> DOCUMENT EXTRACT:
[BEGIN]
How to find duplicate files inside an archive for free
- Step 1Open the Duplicate File Detector — Go to redundancy-analyzer. It is a Pro-tier tool, so sign in on a Pro plan or higher — Free accounts cannot run it (the archive family Free cap is 50 MB / 500 entries / 1 file, and this tool's minimum tier is Pro).
- Step 2Drop in a single archive — Drag one archive onto the drop zone. This tool reads ONE archive at a time — it is not a batch tool and does not accept folders. Supported inputs are detected by magic bytes: ZIP, GZIP, TAR, tar.gz, 7z, RAR, bz2, xz, tar.bz2, tar.xz and ISO.
- Step 3Set the Top-N groups slider — The only control is a range slider labelled Top-N groups (
pairLimit), from 10 to 500 in steps of 10, default 100. It caps how many duplicate groups the report returns — the groups with the most wasted bytes are kept. Leave it at 100 for most archives; raise it if you suspect many small duplicate sets. - Step 4Run the analysis — The tool extracts every entry, computes a SHA-256 digest of each, and builds a map from digest to file list. Groups with two or more members are duplicates. Directory entries (paths ending in
/) are skipped and never hashed. - Step 5Read the JSON report — Output is JSON with
totalEntries,duplicateGroups,totalWastedBytes,totalWastedHuman, and agroupsarray. Each group has itshash,count,perFileSize,wastedBytes, and afileslist of{name, size}. The summary metrics panel shows Duplicate groups and Wasted. - Step 6Act on the findings with a sibling tool — This tool only reports — it never edits your archive. To actually drop the redundant copies, use selective-extractor to pull only the files you want and re-zip with folder-to-zip, or compare two builds with archive-diff.
What you can drop in
Formats the analyzer can read, the engine that handles each, and how it is detected. All reading is browser-side; libarchive formats are read-only.
[END]
> SET TASK 1: Which sibling tools does the duplicate-file guide name for acting on the analyzer's findings?
> SET TASK 2: Could you carry on the duplicate-file guide, picking up right after its final sentence?

> RECORDS PROVIDED:
[BEGIN]
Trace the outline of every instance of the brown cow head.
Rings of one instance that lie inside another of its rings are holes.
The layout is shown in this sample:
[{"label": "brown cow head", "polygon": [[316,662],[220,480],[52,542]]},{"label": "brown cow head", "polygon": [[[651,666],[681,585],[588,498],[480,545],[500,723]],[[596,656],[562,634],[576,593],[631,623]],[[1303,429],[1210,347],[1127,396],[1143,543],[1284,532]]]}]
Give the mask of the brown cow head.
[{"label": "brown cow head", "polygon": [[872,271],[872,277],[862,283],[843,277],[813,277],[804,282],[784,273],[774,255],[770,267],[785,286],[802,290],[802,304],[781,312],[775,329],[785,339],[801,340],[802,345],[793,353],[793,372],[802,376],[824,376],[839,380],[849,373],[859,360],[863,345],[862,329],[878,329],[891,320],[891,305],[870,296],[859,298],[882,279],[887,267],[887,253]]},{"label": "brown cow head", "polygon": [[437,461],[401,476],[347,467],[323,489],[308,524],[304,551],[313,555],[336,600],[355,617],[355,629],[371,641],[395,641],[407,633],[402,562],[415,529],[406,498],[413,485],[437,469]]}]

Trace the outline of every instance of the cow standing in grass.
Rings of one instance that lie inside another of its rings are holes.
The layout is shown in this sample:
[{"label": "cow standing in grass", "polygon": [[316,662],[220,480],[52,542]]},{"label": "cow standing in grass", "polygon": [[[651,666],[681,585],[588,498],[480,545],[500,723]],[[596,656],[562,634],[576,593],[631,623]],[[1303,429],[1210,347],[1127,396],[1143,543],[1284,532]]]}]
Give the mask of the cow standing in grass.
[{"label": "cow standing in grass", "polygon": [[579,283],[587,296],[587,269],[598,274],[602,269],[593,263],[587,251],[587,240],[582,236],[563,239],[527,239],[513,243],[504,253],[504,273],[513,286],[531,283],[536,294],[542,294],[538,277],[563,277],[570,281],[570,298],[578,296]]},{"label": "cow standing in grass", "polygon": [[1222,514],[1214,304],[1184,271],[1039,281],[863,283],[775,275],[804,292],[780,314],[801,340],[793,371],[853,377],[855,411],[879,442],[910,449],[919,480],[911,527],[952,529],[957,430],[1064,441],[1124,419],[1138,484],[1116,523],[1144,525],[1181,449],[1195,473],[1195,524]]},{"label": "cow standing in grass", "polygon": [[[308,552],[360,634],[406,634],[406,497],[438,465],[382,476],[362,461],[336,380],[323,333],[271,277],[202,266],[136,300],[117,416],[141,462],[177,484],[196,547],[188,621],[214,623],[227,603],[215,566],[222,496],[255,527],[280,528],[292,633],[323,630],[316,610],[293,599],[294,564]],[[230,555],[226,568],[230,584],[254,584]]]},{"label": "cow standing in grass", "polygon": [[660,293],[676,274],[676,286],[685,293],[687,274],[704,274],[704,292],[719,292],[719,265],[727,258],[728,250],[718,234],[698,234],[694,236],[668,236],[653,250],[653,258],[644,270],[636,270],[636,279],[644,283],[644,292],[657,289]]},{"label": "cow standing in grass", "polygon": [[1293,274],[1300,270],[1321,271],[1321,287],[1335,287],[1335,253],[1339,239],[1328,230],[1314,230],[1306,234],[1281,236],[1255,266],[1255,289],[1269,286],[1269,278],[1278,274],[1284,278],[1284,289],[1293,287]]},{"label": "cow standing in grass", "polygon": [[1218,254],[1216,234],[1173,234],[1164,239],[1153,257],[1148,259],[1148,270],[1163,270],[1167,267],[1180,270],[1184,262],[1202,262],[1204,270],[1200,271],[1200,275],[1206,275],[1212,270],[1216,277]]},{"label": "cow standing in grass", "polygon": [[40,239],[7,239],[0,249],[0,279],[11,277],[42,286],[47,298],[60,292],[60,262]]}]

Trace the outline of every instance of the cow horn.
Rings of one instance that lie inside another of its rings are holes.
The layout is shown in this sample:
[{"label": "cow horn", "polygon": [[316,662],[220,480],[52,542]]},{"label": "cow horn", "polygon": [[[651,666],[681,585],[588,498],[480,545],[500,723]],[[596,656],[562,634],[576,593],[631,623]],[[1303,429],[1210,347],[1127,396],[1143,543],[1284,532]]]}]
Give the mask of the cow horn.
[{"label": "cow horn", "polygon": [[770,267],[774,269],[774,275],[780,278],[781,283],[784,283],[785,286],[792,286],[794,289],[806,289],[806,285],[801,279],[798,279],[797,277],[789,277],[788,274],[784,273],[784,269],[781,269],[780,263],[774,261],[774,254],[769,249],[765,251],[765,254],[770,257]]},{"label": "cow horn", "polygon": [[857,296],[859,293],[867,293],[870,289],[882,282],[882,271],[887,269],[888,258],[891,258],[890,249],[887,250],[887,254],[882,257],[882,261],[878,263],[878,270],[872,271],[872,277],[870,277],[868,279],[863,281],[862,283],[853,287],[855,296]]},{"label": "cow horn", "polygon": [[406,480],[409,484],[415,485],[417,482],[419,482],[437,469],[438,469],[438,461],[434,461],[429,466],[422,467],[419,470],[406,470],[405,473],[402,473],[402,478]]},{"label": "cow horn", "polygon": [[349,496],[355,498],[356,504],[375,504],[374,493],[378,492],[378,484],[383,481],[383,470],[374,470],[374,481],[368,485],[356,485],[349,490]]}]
[END]
> TASK OUTPUT 1: selective-extractor, folder-to-zip, archive-diff

> TASK OUTPUT 2:
| Input format | Engine | Detected by | Notes |
|---|---|---|---|
ZIP (.zip) | fflate (or zip.js if encrypted) | Magic 50 4B (PK) | Directory entries (trailing /) are skipped and never hashed |
GZIP (.gz) | fflate | Magic 1F 8B | Single-member stream — yields exactly one inner file, so duplicates need a multi-file container |
TAR (.tar) | fflate (tar parser) | Header offset check | Plain uncompressed tar; many entries, ideal for dedup analysis |
| tar.gz / tar.bz2 / tar.xz | fflate (gz) / libarchive (bz2, xz) | Outer compression magic | Decompresses then walks the inner tar's entries |
7z (.7z) | libarchive WASM | Magic 37 7A etc. | Read-only — the analyzer never writes 7z, it only inspects |
RAR (.rar) | libarchive WASM | RAR signature | Read-only inspection; encrypted RAR cannot be analyzed (no password input) |
| bz2 / xz / ISO | libarchive WASM | Magic bytes | ISO walks the disc image's files; bz2/xz are single-stream like gz |
The Top-N groups slider (the only option)
The analyzer exposes exactly one control. Values shown are the real min/max/step/default from the option schema.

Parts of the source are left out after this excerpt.